### SET TASK 1:
Can you write out the lines of the listing below, from the line with "row: white plate stack on shelf" to the line with "594], [39, 623]]", both end lines included and each line unchanged?

### EXTRACT PROVIDED:

--------------------

Threaded throughout the book are two motifs running parallel to the story of Daisy and Alma. One is the struggle of their union predecessors in the early twentieth century, garment workers like Clara Lemlich, the young woman who took the stage at a mass meeting in 1909 in Cooper Union to call for a halt to the blather and the initiation of an industrywide strike. Leading the assembled workers in a traditional Yiddish oath—“If I turn traitor to the cause I now pledge, may this hand wither from the arm I now raise”—Lemlich triggered the event known as the Uprising of the 20,000 and launched herself into labor movement legend. (Pitkin points out that, as with Rosa Parks’s moment of disobedience, this stylized myth of spontaneous heroics obscures the slow preparatory work that allowed it to succeed.) But over time the men took over the union, marginalizing the women who’d built it. Pauline Newman, another leader of the early years, wrote, “We learned that there is a mysterious bond between working sisters . . . and we only wished that devotion and sisterhood would have more opportunity to lift its head.” Pitkin observes her own reaction to Newman’s words:

As I read this passage, my first response is Amen, or even Amen, sister, as women in unions tend to call each other. Pauline writes of a bond here to which I certainly aspired but on which I mainly trespassed. I was not a “working sister,” and locating myself in this we, in this long history of women in the union, is a complex exercise—I managed to end up on both sides of at least a few locked doors. (And if this writing is a practice of longing for an uncomplicated we or for a we that is not in need of ongoing examination, let it resist any telling that pretends one could exist.)

--------------------

### RECORDS SUPPLIED:
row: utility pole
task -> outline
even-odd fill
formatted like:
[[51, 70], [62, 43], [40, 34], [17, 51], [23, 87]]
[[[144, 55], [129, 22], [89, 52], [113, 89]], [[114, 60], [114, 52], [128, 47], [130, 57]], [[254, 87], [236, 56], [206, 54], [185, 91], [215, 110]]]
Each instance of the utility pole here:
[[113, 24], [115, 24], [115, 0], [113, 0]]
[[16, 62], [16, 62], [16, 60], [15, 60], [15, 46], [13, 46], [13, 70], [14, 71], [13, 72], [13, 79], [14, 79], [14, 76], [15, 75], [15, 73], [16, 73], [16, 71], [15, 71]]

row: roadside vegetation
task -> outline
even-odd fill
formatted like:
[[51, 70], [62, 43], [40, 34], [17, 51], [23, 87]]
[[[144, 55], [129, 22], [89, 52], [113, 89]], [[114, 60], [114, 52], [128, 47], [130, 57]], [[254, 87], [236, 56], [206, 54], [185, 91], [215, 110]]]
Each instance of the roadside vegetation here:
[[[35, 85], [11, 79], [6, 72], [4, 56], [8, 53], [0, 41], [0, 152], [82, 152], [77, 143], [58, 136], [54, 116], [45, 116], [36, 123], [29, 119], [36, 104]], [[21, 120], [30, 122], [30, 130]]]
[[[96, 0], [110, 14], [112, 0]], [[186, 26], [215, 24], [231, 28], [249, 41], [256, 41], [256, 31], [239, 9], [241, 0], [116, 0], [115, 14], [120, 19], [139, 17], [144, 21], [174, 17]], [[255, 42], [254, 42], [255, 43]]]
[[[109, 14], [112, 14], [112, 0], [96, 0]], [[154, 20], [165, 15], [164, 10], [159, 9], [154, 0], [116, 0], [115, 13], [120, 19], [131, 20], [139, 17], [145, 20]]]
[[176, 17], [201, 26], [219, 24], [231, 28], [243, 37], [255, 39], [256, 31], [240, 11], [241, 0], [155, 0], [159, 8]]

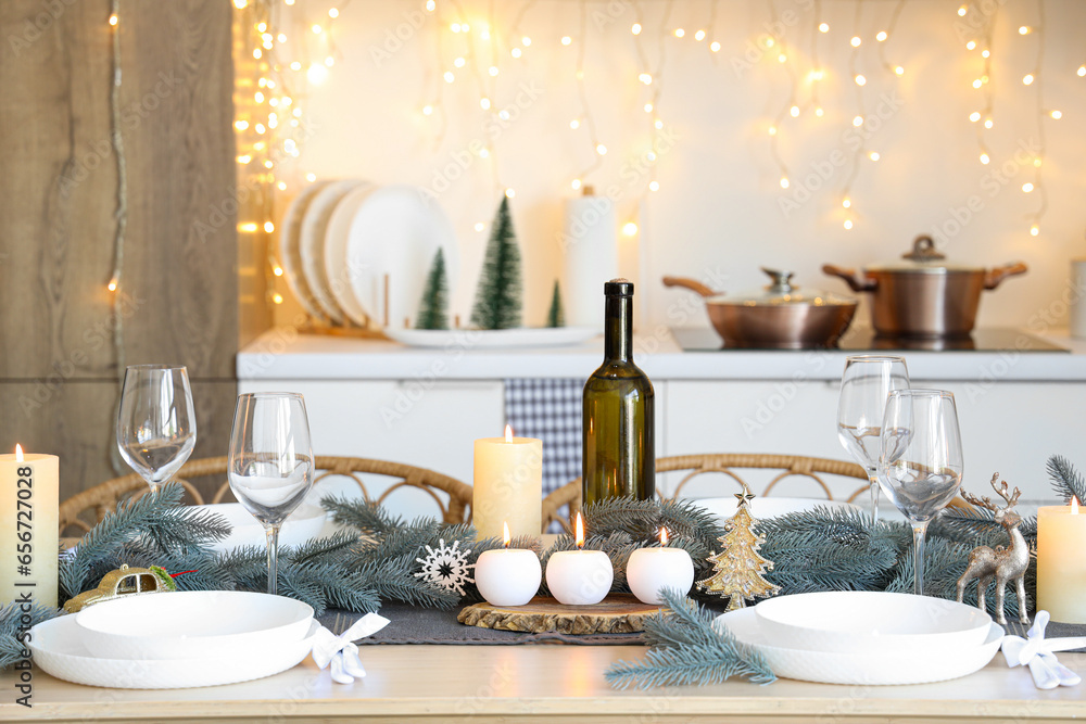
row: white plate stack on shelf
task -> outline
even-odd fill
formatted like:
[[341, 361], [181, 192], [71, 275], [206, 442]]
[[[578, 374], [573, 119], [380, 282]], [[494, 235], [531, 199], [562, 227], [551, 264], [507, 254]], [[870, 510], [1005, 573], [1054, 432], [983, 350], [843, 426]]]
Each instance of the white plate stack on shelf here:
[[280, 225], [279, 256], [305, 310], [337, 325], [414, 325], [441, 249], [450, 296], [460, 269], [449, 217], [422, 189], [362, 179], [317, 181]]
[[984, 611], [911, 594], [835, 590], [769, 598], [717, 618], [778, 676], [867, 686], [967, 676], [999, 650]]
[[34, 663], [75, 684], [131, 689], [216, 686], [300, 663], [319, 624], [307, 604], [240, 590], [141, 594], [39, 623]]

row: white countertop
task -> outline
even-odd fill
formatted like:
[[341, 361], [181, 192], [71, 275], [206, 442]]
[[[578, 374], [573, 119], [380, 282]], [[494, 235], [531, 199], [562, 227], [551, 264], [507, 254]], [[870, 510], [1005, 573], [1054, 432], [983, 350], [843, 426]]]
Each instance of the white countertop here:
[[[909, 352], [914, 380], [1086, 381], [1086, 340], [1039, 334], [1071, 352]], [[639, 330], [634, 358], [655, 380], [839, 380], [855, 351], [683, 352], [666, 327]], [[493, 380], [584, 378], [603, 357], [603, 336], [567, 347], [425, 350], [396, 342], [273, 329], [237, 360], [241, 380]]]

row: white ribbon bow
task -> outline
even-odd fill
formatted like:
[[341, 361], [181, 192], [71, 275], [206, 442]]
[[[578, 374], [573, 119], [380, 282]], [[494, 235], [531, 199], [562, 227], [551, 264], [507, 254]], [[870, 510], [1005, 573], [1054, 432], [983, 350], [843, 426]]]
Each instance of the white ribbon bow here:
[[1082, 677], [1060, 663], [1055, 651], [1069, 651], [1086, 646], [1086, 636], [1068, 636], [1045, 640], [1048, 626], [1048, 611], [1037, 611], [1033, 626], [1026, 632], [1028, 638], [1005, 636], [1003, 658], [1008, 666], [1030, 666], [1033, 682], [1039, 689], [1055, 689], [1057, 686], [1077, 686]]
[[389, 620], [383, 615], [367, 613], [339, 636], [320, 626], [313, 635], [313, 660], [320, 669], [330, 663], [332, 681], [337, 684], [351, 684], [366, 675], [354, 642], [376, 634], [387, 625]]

--------------------

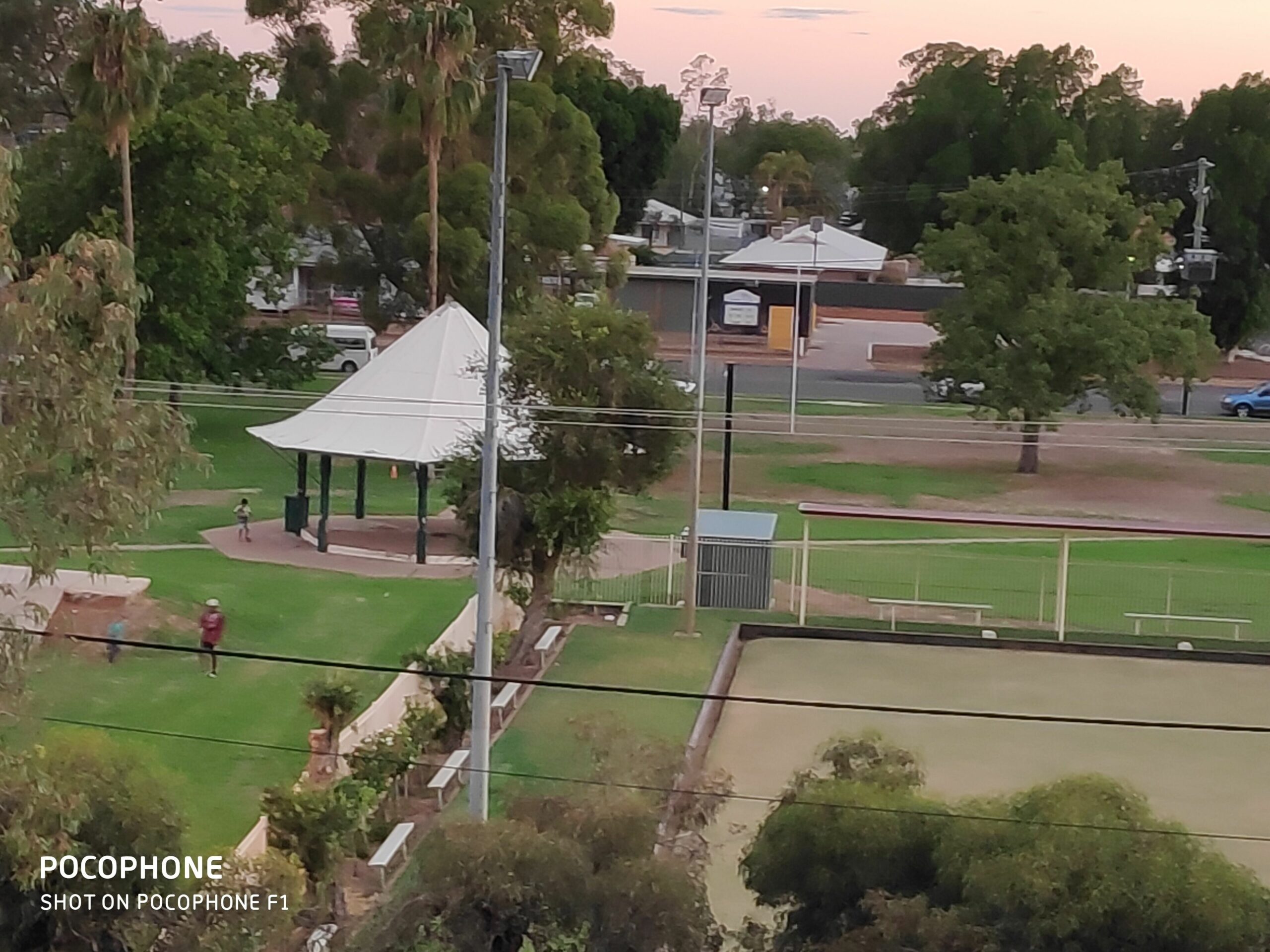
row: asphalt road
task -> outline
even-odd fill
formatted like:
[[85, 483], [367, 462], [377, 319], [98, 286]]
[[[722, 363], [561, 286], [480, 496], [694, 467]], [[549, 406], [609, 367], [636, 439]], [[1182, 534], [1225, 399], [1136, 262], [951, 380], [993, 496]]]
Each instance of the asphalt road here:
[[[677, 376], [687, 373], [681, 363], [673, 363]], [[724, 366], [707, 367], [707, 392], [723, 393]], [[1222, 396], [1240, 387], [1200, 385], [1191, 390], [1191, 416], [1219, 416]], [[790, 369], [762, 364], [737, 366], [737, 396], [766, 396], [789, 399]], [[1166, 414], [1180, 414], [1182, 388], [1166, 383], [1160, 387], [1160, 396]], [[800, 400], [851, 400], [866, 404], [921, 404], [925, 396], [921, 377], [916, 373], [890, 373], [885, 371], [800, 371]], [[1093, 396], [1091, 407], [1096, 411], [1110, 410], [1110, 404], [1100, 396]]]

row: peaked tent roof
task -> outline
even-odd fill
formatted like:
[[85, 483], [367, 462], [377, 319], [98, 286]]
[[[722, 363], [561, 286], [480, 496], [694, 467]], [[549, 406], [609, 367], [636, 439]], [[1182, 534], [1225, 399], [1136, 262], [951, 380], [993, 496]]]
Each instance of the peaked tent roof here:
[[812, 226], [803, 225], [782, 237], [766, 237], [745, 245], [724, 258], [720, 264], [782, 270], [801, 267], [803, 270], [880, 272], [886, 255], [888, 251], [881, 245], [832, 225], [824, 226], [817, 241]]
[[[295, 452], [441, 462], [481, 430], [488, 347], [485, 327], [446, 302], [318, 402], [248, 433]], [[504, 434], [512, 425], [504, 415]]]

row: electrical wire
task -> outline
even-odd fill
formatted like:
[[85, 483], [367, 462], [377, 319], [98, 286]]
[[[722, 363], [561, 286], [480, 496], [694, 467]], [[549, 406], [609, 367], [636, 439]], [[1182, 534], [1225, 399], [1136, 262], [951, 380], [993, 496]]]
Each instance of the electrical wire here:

--------------------

### SET TASK 2:
Can you reproduce, word for word, the part of the passage on women in the garment workers' union from "As I read this" to "one could exist.)"?

### TASK RESPONSE 1:
row: white plate stack on shelf
task -> outline
even-odd fill
formatted like:
[[341, 361], [181, 192], [71, 275], [206, 442]]
[[[578, 374], [573, 119], [380, 282]], [[494, 235], [531, 199], [562, 227], [551, 264], [507, 254]], [[870, 510], [1005, 573], [1054, 432], [983, 350], [843, 426]]]
Each instance of the white plate stack on shelf here:
[[280, 225], [279, 256], [305, 310], [337, 325], [414, 325], [441, 249], [450, 296], [460, 269], [449, 217], [422, 189], [362, 179], [317, 181]]
[[984, 611], [911, 594], [835, 590], [769, 598], [717, 618], [778, 676], [867, 686], [967, 676], [999, 650]]
[[34, 663], [75, 684], [131, 689], [216, 686], [300, 663], [319, 624], [307, 604], [240, 590], [141, 594], [39, 623]]

### TASK RESPONSE 2:
As I read this passage, my first response is Amen, or even Amen, sister, as women in unions tend to call each other. Pauline writes of a bond here to which I certainly aspired but on which I mainly trespassed. I was not a “working sister,” and locating myself in this we, in this long history of women in the union, is a complex exercise—I managed to end up on both sides of at least a few locked doors. (And if this writing is a practice of longing for an uncomplicated we or for a we that is not in need of ongoing examination, let it resist any telling that pretends one could exist.)